(Exercise instructions)
Return only the line that contains "Practice step: locate the engine" and each line after it, through the last line of the data below, copied exactly.

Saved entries
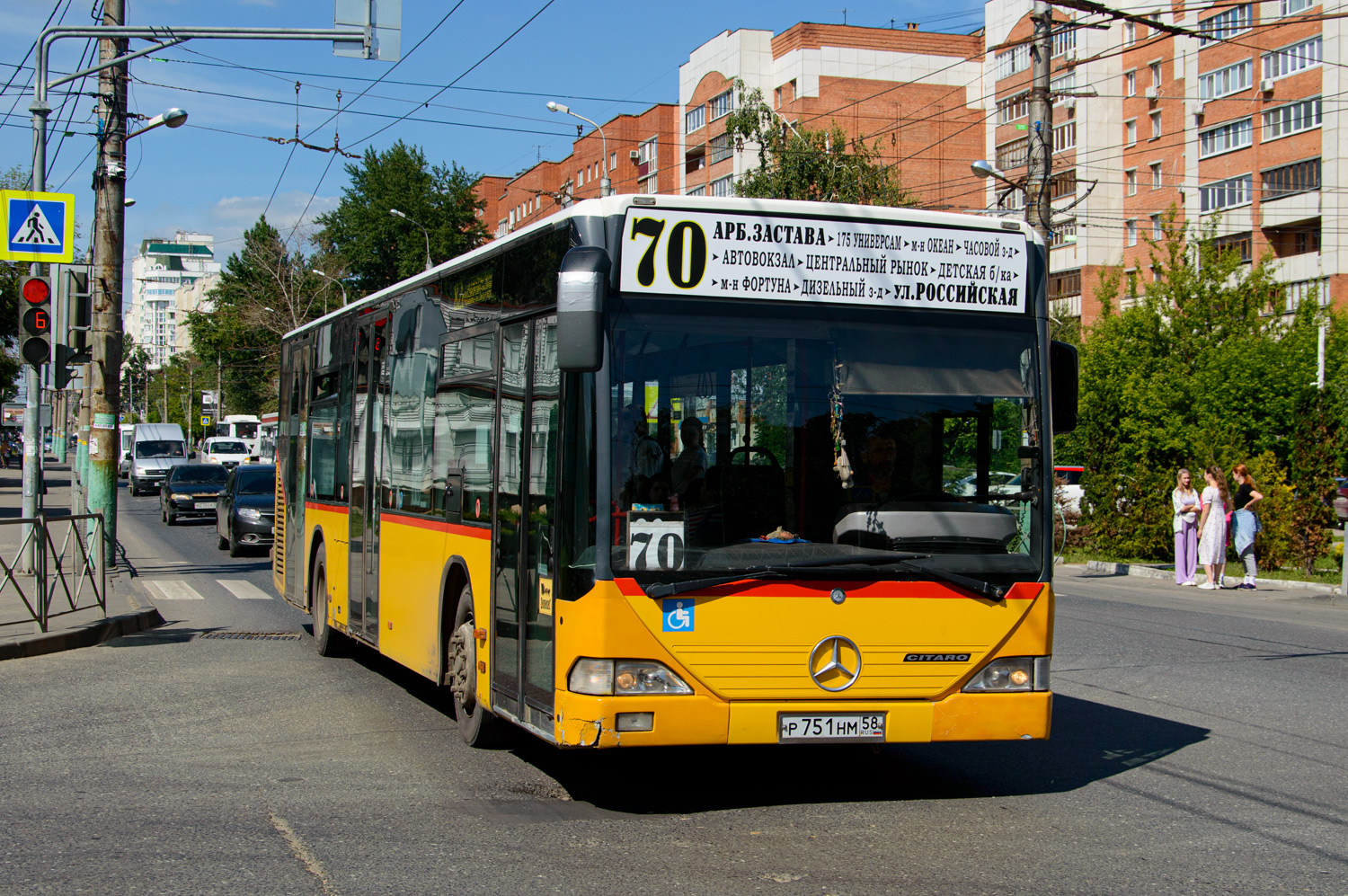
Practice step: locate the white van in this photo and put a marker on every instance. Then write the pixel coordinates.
(126, 431)
(155, 448)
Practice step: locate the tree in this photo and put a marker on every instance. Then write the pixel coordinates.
(801, 164)
(1197, 371)
(264, 291)
(380, 250)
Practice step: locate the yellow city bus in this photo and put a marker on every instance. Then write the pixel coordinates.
(692, 470)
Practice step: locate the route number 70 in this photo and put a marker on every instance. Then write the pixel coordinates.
(685, 253)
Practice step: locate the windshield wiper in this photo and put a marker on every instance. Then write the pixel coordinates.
(779, 570)
(903, 561)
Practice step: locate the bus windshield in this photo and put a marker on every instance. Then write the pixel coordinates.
(747, 439)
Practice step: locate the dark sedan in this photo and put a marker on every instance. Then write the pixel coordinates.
(245, 513)
(191, 491)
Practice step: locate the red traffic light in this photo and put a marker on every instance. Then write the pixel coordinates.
(37, 290)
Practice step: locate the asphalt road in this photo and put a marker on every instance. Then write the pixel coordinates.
(1199, 747)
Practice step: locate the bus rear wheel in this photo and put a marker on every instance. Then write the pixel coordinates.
(479, 726)
(328, 640)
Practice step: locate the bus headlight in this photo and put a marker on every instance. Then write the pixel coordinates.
(625, 678)
(1011, 674)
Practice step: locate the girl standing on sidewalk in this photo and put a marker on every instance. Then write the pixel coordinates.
(1185, 501)
(1245, 523)
(1212, 527)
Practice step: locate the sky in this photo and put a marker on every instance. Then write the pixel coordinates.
(504, 58)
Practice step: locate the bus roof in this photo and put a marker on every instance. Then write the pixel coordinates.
(617, 205)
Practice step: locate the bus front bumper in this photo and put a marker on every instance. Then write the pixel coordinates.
(593, 721)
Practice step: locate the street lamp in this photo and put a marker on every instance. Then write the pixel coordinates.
(399, 215)
(334, 280)
(606, 186)
(174, 118)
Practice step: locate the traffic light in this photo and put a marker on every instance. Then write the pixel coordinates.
(70, 350)
(35, 320)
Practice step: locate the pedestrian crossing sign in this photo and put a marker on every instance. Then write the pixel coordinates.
(38, 226)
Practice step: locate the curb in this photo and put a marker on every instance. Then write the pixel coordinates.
(1150, 572)
(83, 636)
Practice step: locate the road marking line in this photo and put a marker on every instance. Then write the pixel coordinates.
(173, 589)
(244, 590)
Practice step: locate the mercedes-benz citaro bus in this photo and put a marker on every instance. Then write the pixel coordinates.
(692, 470)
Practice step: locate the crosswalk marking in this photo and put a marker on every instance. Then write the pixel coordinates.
(244, 590)
(173, 589)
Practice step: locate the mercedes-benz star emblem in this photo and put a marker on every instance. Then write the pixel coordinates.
(836, 663)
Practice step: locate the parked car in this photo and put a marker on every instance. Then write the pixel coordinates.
(1073, 491)
(247, 510)
(191, 491)
(224, 450)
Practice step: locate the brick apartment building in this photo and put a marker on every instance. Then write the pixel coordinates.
(1228, 129)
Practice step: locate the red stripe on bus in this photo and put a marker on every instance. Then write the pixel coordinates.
(320, 505)
(439, 526)
(1019, 591)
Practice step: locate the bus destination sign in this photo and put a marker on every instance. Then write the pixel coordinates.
(741, 256)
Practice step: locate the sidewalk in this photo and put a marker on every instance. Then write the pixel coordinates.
(1272, 589)
(75, 618)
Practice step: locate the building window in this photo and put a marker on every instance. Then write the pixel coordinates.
(719, 148)
(1224, 194)
(1226, 24)
(1234, 135)
(1064, 137)
(1013, 108)
(1290, 178)
(722, 104)
(647, 158)
(1064, 40)
(1304, 290)
(1223, 83)
(1291, 119)
(1011, 61)
(1013, 155)
(1291, 59)
(1239, 243)
(695, 119)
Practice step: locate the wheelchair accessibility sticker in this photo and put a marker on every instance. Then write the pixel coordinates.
(678, 613)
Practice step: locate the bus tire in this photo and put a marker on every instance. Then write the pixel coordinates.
(328, 642)
(479, 726)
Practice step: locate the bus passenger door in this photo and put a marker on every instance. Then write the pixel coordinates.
(363, 566)
(522, 599)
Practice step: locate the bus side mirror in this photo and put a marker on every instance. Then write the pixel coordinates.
(581, 286)
(1064, 371)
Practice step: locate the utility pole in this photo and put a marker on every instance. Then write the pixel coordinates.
(105, 367)
(1038, 188)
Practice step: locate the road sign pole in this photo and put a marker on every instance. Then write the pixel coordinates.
(105, 336)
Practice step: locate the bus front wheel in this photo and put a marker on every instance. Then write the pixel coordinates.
(476, 723)
(326, 639)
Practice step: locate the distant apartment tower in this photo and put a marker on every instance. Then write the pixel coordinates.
(1226, 129)
(917, 93)
(158, 272)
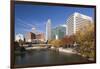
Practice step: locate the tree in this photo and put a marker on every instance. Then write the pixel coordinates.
(85, 38)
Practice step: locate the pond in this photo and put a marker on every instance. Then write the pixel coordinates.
(47, 57)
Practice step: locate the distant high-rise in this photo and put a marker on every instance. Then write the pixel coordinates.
(19, 37)
(48, 30)
(29, 37)
(76, 22)
(58, 32)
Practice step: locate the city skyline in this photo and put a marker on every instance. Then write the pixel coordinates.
(28, 17)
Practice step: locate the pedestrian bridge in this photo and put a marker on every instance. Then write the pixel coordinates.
(33, 45)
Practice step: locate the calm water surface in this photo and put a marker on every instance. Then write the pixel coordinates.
(38, 57)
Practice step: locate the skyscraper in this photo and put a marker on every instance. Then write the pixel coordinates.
(76, 22)
(19, 37)
(48, 30)
(58, 32)
(29, 37)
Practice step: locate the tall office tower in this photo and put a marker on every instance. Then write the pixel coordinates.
(48, 30)
(58, 32)
(76, 22)
(19, 37)
(29, 37)
(34, 30)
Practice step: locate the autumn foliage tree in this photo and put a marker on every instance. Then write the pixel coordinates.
(85, 38)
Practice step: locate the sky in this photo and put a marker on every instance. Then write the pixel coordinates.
(28, 16)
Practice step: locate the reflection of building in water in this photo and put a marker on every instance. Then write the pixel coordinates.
(29, 37)
(76, 22)
(58, 32)
(19, 37)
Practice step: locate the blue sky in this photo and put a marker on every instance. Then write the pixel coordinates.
(28, 16)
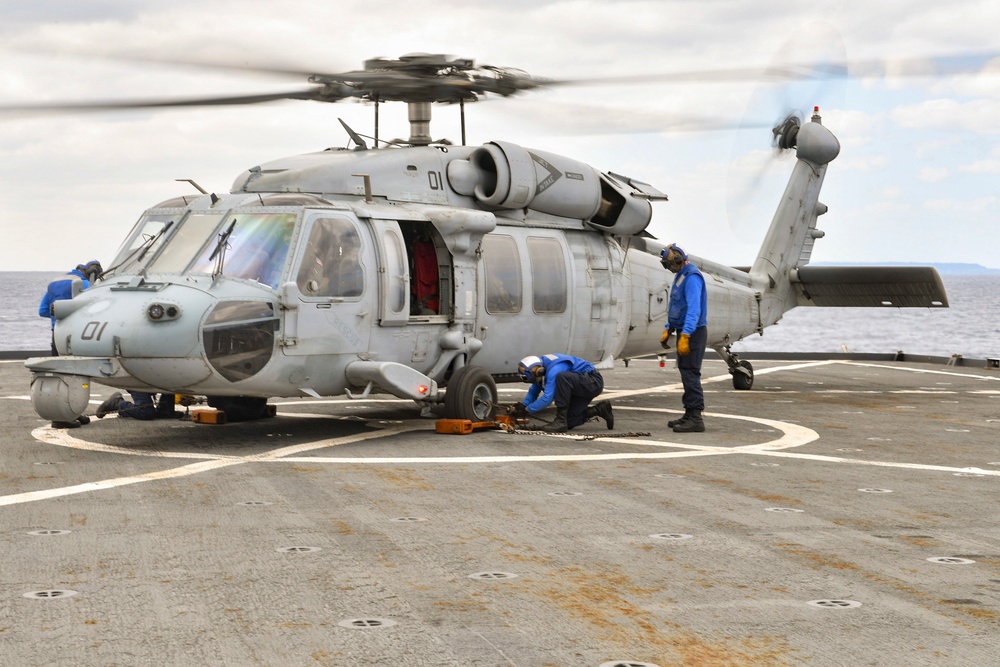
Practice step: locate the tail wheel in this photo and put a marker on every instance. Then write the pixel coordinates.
(471, 394)
(741, 380)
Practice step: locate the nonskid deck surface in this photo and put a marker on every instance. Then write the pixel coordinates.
(838, 513)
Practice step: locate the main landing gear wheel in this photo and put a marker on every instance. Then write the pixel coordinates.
(471, 394)
(741, 380)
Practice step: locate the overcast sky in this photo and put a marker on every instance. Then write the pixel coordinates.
(916, 181)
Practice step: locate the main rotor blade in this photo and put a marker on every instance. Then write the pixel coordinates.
(113, 105)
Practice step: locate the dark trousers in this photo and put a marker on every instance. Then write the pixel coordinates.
(574, 391)
(690, 368)
(144, 406)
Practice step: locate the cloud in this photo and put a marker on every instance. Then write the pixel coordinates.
(933, 174)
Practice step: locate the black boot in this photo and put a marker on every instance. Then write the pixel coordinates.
(693, 424)
(165, 407)
(674, 422)
(602, 409)
(110, 404)
(557, 425)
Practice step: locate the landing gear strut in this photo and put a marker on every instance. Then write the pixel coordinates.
(740, 369)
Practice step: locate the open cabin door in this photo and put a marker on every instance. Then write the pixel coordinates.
(393, 273)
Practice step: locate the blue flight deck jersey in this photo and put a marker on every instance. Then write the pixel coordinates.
(540, 397)
(60, 288)
(688, 308)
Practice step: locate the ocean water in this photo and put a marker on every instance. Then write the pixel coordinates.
(970, 327)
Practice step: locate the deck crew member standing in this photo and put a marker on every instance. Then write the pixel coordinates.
(687, 314)
(63, 288)
(571, 382)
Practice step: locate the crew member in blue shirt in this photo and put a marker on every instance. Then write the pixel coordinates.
(62, 288)
(687, 314)
(570, 382)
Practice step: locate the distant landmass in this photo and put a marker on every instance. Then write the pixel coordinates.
(944, 268)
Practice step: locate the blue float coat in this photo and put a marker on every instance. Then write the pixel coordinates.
(60, 288)
(688, 308)
(541, 394)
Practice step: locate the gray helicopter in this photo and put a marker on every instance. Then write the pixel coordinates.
(423, 269)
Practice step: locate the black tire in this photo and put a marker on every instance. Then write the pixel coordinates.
(741, 381)
(239, 408)
(471, 394)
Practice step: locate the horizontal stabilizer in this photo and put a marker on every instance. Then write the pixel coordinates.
(869, 286)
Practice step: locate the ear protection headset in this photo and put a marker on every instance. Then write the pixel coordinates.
(673, 257)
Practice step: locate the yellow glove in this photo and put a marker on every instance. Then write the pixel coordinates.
(664, 339)
(683, 345)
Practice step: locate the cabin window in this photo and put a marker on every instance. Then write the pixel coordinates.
(256, 248)
(503, 274)
(331, 264)
(548, 275)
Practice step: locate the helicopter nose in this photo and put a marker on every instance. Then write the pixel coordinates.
(239, 337)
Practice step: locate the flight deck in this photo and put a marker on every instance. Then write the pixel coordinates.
(839, 513)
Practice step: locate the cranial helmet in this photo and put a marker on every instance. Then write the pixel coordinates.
(673, 257)
(524, 368)
(91, 269)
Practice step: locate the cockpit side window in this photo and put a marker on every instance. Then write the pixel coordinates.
(331, 264)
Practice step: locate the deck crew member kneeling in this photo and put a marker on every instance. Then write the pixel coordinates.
(571, 382)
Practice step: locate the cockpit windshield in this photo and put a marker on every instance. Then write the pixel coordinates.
(256, 248)
(142, 243)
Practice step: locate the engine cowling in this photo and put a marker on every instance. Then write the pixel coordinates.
(501, 175)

(Written answer)
Practice step: locate the engine cowling in this photo and put a marker on every instance. Then write the pixel coordinates.
(501, 175)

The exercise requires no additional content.